(Object position labeling entries)
:::::

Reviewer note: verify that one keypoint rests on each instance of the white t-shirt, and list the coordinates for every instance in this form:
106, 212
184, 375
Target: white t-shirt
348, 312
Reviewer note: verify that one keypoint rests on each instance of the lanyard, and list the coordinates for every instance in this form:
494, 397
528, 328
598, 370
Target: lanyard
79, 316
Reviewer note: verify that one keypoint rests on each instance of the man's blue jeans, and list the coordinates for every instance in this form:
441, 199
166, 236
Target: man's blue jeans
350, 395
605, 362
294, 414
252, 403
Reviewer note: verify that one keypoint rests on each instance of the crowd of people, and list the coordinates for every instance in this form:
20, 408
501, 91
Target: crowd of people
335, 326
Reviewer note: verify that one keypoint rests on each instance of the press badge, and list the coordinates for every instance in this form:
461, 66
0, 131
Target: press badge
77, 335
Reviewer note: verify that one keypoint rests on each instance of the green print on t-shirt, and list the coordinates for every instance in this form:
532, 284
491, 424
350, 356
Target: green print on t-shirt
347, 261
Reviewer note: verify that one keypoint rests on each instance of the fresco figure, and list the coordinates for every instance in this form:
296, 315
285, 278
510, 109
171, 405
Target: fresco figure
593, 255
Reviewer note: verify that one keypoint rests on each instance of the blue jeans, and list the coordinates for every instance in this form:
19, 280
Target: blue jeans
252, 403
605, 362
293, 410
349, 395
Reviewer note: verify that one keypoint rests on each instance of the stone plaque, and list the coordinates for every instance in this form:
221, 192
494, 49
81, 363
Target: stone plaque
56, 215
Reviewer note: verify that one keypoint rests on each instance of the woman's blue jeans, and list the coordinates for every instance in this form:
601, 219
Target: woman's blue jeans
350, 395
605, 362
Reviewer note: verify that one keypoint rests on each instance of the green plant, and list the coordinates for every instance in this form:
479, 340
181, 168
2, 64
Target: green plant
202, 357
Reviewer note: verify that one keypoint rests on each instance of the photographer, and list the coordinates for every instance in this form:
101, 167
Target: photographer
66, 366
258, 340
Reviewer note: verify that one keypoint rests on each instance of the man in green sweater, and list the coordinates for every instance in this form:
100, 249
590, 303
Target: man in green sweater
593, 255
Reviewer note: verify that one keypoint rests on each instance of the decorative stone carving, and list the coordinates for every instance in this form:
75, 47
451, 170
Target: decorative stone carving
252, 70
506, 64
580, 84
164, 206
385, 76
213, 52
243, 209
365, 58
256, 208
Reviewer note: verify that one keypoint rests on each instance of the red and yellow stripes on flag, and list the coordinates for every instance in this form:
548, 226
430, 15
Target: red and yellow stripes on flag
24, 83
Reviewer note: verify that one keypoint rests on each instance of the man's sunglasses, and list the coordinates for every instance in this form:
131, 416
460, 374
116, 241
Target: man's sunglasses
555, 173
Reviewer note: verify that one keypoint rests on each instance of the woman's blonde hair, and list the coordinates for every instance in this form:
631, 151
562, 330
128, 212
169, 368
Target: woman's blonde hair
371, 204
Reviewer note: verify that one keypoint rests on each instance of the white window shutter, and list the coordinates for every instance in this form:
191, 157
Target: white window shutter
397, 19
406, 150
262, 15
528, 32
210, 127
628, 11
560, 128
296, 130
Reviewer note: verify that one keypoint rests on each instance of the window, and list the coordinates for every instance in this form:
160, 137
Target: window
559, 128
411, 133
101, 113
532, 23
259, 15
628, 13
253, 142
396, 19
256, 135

:::::

Return the entries verbatim from the line containing "the window, and" through the final line of the entries.

Reviewer note: verify that one keypoint rests on each instance of the window, and list the coordinates for every instance in this form:
160, 137
Target: window
559, 128
411, 133
101, 113
532, 23
259, 15
628, 13
253, 142
396, 19
256, 135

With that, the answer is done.